Output, word for word, every line from the line with "of the building" through the final line of the data below.

Start of Items

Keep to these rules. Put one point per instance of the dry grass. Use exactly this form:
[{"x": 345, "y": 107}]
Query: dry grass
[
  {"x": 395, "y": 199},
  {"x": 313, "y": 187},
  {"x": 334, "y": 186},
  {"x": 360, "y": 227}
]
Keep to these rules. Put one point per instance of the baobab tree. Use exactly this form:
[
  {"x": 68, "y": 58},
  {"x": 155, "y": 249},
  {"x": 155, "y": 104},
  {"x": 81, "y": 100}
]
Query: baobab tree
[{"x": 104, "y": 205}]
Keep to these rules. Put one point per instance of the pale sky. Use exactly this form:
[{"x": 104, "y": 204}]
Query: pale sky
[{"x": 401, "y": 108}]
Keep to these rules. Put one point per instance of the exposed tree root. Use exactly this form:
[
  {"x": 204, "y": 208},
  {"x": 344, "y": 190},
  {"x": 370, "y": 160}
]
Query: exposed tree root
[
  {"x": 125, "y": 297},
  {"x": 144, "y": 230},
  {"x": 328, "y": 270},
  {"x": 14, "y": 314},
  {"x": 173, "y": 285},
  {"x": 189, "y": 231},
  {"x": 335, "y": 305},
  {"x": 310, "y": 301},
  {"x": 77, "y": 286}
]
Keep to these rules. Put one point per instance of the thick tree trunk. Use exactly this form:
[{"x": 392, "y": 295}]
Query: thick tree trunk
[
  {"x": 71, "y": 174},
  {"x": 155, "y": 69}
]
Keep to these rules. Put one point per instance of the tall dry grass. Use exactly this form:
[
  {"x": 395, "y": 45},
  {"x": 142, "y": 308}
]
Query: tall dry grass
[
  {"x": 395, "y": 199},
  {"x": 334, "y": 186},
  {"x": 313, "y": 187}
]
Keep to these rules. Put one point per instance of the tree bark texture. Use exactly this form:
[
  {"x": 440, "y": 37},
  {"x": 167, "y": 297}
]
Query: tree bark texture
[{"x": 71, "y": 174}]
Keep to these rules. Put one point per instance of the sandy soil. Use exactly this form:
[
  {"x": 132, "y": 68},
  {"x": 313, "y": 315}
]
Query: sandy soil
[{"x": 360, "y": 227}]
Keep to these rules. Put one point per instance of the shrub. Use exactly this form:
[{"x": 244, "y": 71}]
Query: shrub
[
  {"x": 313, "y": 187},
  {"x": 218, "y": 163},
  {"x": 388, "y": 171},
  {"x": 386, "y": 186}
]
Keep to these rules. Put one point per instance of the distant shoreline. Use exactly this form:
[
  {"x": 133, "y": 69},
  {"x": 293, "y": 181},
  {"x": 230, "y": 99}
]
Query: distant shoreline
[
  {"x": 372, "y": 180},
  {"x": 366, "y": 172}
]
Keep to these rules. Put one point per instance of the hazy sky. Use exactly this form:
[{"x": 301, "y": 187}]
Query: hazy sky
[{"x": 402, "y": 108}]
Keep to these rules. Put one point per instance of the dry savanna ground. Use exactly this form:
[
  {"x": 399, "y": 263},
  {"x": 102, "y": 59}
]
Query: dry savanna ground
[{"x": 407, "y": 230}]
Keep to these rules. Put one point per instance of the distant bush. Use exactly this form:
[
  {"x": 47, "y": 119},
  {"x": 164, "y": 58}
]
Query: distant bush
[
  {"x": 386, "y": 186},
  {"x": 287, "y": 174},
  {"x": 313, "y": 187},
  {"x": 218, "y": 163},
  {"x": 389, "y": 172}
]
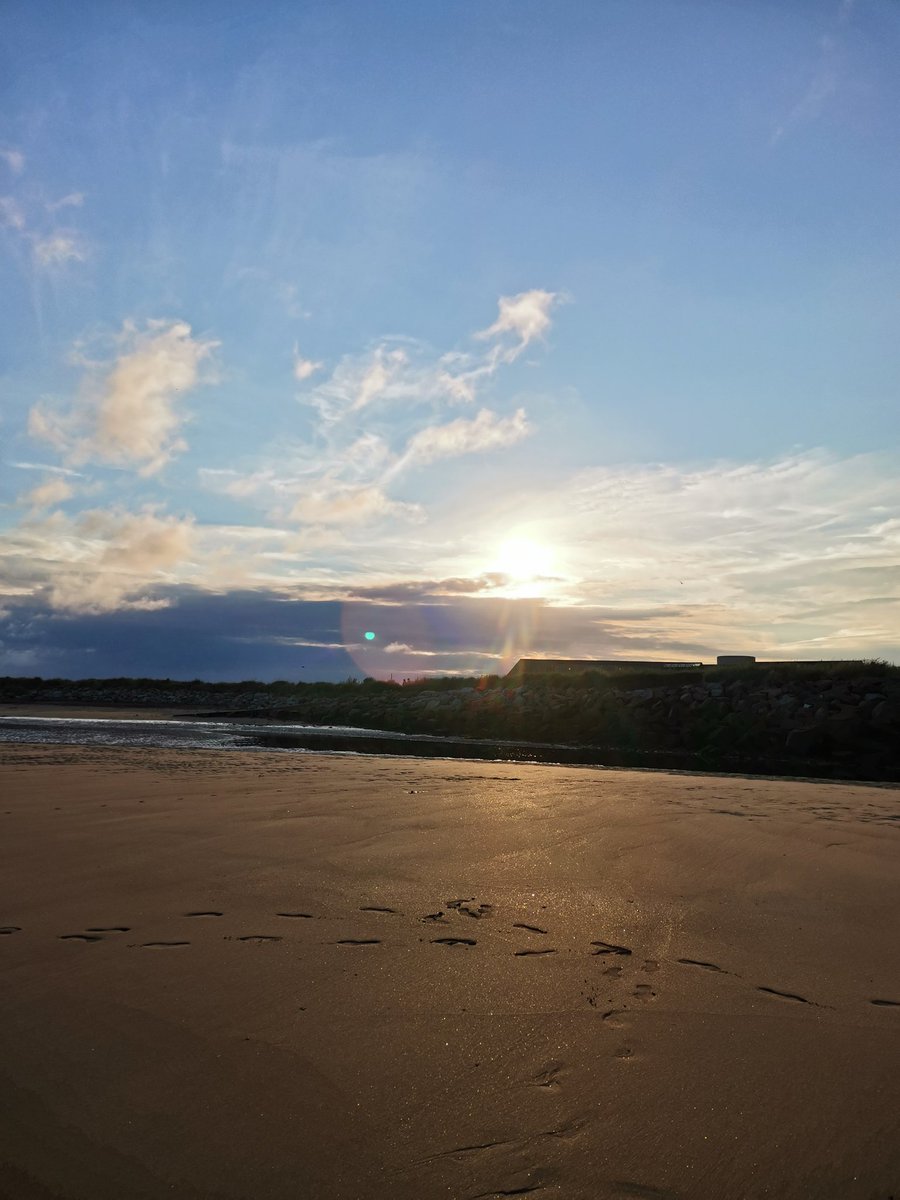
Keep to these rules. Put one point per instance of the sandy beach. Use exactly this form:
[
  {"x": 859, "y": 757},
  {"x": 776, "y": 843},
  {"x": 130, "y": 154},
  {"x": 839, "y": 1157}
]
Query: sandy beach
[{"x": 280, "y": 976}]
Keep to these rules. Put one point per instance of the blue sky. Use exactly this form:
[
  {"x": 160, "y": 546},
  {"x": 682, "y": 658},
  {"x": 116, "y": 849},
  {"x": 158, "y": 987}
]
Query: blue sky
[{"x": 492, "y": 328}]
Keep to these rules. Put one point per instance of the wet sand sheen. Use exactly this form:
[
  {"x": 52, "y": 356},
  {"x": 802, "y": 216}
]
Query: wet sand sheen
[{"x": 285, "y": 975}]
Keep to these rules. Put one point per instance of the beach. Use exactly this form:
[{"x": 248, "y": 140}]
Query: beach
[{"x": 280, "y": 976}]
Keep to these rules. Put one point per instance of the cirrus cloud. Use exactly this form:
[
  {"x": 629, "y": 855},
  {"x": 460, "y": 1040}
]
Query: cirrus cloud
[{"x": 129, "y": 412}]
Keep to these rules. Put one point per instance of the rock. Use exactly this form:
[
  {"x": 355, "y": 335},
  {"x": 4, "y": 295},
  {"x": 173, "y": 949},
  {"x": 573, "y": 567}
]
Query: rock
[{"x": 811, "y": 739}]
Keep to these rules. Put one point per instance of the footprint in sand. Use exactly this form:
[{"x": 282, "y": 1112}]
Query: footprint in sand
[
  {"x": 610, "y": 948},
  {"x": 549, "y": 1077},
  {"x": 784, "y": 995},
  {"x": 258, "y": 939}
]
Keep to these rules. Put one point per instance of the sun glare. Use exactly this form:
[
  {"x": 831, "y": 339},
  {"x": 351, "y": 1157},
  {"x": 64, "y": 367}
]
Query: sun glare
[{"x": 523, "y": 559}]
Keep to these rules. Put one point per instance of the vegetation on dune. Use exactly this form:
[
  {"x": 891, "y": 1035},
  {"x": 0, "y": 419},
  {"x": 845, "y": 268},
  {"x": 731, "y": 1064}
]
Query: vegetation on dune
[{"x": 845, "y": 714}]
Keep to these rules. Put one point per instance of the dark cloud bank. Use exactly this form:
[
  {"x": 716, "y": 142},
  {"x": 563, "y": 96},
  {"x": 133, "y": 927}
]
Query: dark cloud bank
[{"x": 256, "y": 635}]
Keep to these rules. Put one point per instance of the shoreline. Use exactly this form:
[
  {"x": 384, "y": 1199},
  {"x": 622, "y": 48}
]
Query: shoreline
[
  {"x": 388, "y": 742},
  {"x": 292, "y": 975}
]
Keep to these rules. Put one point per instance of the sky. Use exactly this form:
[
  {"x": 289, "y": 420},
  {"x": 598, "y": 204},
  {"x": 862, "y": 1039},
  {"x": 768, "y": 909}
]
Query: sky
[{"x": 491, "y": 328}]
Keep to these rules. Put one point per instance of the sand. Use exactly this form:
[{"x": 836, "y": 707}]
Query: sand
[{"x": 295, "y": 976}]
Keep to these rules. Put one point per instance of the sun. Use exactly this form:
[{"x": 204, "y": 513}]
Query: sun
[{"x": 522, "y": 559}]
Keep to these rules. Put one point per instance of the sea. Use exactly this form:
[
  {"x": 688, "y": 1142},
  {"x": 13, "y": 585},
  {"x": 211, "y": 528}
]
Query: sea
[{"x": 263, "y": 736}]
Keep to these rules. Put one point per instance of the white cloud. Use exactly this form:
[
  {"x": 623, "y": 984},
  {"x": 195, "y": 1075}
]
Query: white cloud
[
  {"x": 129, "y": 412},
  {"x": 13, "y": 159},
  {"x": 11, "y": 214},
  {"x": 487, "y": 431},
  {"x": 58, "y": 249},
  {"x": 73, "y": 201},
  {"x": 304, "y": 367},
  {"x": 47, "y": 495},
  {"x": 820, "y": 88},
  {"x": 99, "y": 561},
  {"x": 526, "y": 316},
  {"x": 347, "y": 505},
  {"x": 48, "y": 250}
]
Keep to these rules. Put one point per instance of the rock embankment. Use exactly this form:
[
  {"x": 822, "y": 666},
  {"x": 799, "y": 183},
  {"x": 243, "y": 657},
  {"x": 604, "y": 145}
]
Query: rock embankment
[{"x": 845, "y": 725}]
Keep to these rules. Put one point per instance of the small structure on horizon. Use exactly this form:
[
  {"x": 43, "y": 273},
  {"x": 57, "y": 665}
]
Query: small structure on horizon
[{"x": 526, "y": 667}]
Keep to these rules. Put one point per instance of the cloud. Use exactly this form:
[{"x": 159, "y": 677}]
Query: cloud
[
  {"x": 13, "y": 159},
  {"x": 129, "y": 411},
  {"x": 11, "y": 214},
  {"x": 73, "y": 201},
  {"x": 58, "y": 249},
  {"x": 51, "y": 249},
  {"x": 343, "y": 504},
  {"x": 304, "y": 367},
  {"x": 820, "y": 88},
  {"x": 405, "y": 591},
  {"x": 526, "y": 316},
  {"x": 46, "y": 466},
  {"x": 487, "y": 431},
  {"x": 99, "y": 561},
  {"x": 47, "y": 495}
]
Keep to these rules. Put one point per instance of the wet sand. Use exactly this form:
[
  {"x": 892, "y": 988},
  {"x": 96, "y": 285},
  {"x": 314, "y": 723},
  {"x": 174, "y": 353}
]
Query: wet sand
[{"x": 292, "y": 976}]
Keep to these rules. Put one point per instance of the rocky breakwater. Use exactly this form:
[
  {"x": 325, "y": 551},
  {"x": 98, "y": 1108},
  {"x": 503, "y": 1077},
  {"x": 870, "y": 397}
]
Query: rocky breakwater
[
  {"x": 775, "y": 719},
  {"x": 847, "y": 727}
]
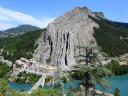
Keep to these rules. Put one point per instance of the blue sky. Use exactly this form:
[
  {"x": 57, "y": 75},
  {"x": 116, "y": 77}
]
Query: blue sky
[{"x": 41, "y": 12}]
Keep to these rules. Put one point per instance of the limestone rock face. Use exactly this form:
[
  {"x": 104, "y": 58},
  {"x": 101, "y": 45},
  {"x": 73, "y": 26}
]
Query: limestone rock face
[{"x": 66, "y": 38}]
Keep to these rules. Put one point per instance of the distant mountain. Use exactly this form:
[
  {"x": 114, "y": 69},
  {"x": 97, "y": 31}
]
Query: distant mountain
[
  {"x": 22, "y": 28},
  {"x": 20, "y": 46},
  {"x": 12, "y": 32}
]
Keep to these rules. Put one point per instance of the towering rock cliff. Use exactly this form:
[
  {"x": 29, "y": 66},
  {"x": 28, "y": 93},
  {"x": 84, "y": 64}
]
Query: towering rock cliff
[{"x": 66, "y": 38}]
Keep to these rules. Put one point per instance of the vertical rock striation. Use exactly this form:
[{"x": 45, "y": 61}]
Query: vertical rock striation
[{"x": 66, "y": 38}]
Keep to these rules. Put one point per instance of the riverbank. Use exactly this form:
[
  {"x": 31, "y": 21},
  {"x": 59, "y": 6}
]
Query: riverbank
[{"x": 119, "y": 82}]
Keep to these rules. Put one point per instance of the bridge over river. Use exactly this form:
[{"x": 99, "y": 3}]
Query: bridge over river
[{"x": 40, "y": 82}]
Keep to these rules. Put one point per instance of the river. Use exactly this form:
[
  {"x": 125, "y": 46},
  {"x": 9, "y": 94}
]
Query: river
[{"x": 120, "y": 82}]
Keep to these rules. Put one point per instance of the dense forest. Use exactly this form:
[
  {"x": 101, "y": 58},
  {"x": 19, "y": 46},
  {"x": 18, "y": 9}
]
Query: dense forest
[
  {"x": 112, "y": 37},
  {"x": 20, "y": 46}
]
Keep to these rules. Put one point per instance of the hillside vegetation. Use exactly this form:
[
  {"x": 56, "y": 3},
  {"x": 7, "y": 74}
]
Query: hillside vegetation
[
  {"x": 20, "y": 46},
  {"x": 111, "y": 37}
]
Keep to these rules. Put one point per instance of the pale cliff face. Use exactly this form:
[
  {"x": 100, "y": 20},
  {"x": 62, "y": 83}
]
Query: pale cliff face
[{"x": 66, "y": 38}]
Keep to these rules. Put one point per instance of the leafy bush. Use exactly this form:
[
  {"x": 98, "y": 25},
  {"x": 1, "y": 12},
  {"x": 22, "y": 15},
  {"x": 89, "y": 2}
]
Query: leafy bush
[{"x": 4, "y": 70}]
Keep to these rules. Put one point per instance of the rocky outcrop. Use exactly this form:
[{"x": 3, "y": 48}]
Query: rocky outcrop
[{"x": 66, "y": 38}]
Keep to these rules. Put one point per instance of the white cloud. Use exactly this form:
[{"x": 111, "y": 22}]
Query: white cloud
[{"x": 10, "y": 18}]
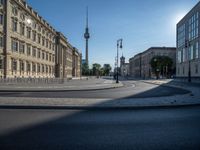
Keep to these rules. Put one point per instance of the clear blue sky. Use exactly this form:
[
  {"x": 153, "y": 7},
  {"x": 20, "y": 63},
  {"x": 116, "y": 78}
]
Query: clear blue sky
[{"x": 141, "y": 24}]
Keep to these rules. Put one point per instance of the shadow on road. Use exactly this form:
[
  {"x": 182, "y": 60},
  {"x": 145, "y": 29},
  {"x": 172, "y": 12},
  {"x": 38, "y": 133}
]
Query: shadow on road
[{"x": 64, "y": 133}]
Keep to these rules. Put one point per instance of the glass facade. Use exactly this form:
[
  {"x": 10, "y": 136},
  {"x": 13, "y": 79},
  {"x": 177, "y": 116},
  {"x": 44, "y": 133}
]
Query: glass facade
[
  {"x": 181, "y": 35},
  {"x": 193, "y": 26}
]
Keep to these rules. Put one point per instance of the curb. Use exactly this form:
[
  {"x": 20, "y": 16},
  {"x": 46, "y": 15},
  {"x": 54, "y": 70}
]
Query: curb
[
  {"x": 167, "y": 85},
  {"x": 97, "y": 107},
  {"x": 61, "y": 90}
]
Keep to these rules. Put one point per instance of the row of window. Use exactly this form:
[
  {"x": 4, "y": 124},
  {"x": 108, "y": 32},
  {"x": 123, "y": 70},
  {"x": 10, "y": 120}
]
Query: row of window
[
  {"x": 181, "y": 35},
  {"x": 193, "y": 30},
  {"x": 32, "y": 34},
  {"x": 25, "y": 66},
  {"x": 185, "y": 54},
  {"x": 1, "y": 63},
  {"x": 31, "y": 22},
  {"x": 193, "y": 26},
  {"x": 29, "y": 50},
  {"x": 183, "y": 72}
]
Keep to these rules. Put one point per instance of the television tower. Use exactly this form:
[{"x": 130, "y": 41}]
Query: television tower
[{"x": 86, "y": 36}]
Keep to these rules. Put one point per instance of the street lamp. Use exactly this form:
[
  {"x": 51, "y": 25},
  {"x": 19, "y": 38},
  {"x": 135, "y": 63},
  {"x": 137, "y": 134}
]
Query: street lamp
[
  {"x": 189, "y": 73},
  {"x": 156, "y": 69},
  {"x": 119, "y": 45}
]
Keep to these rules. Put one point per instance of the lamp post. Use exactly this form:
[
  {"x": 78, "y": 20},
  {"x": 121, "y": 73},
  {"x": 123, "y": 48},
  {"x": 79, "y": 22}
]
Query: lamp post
[
  {"x": 155, "y": 60},
  {"x": 119, "y": 45},
  {"x": 189, "y": 73}
]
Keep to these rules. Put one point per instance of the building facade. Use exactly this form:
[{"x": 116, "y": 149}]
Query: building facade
[
  {"x": 28, "y": 44},
  {"x": 140, "y": 64},
  {"x": 135, "y": 66},
  {"x": 188, "y": 48}
]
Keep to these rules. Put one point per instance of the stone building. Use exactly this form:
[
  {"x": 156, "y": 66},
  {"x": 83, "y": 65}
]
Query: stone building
[
  {"x": 76, "y": 63},
  {"x": 188, "y": 49},
  {"x": 124, "y": 67},
  {"x": 135, "y": 66},
  {"x": 140, "y": 64},
  {"x": 28, "y": 43}
]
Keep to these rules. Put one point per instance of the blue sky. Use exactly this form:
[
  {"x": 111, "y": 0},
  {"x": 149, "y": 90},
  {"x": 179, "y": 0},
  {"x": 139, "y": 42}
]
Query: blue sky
[{"x": 141, "y": 24}]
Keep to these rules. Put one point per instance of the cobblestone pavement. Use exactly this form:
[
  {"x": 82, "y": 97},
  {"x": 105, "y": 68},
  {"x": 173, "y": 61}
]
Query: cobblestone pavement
[
  {"x": 192, "y": 98},
  {"x": 74, "y": 85}
]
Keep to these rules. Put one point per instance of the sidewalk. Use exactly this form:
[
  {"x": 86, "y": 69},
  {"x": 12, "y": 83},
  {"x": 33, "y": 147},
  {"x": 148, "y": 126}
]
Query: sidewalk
[
  {"x": 74, "y": 85},
  {"x": 192, "y": 98}
]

End of Items

> **Exercise solution**:
Keep to these rules. Put one point per instance of the building facade. Use exactly this form:
[{"x": 116, "y": 149}]
Query: building facade
[
  {"x": 28, "y": 44},
  {"x": 140, "y": 64},
  {"x": 135, "y": 66},
  {"x": 188, "y": 48}
]
Keep to these rules. Put one point per instance of the stone building. Use exactly this form:
[
  {"x": 156, "y": 66},
  {"x": 83, "y": 65}
]
Query: stone building
[
  {"x": 76, "y": 63},
  {"x": 188, "y": 49},
  {"x": 124, "y": 67},
  {"x": 135, "y": 66},
  {"x": 140, "y": 64},
  {"x": 28, "y": 43}
]
Keep to these rules. Put one point per instance of the blue sky. Use exactly this form:
[
  {"x": 111, "y": 0},
  {"x": 149, "y": 90},
  {"x": 179, "y": 0},
  {"x": 139, "y": 42}
]
Query: blue sky
[{"x": 141, "y": 24}]
Keep to these rules. Put one point per instance of the cobblestone pavement. Use exactly this form:
[
  {"x": 82, "y": 97},
  {"x": 105, "y": 68},
  {"x": 173, "y": 61}
]
Query: cobblestone pavement
[
  {"x": 192, "y": 98},
  {"x": 74, "y": 85}
]
Keep to these rules. Put one point per instance of the sidewalk. Use exactly this form:
[
  {"x": 86, "y": 69},
  {"x": 12, "y": 83},
  {"x": 33, "y": 147},
  {"x": 148, "y": 126}
]
Query: sidewalk
[
  {"x": 74, "y": 85},
  {"x": 192, "y": 98}
]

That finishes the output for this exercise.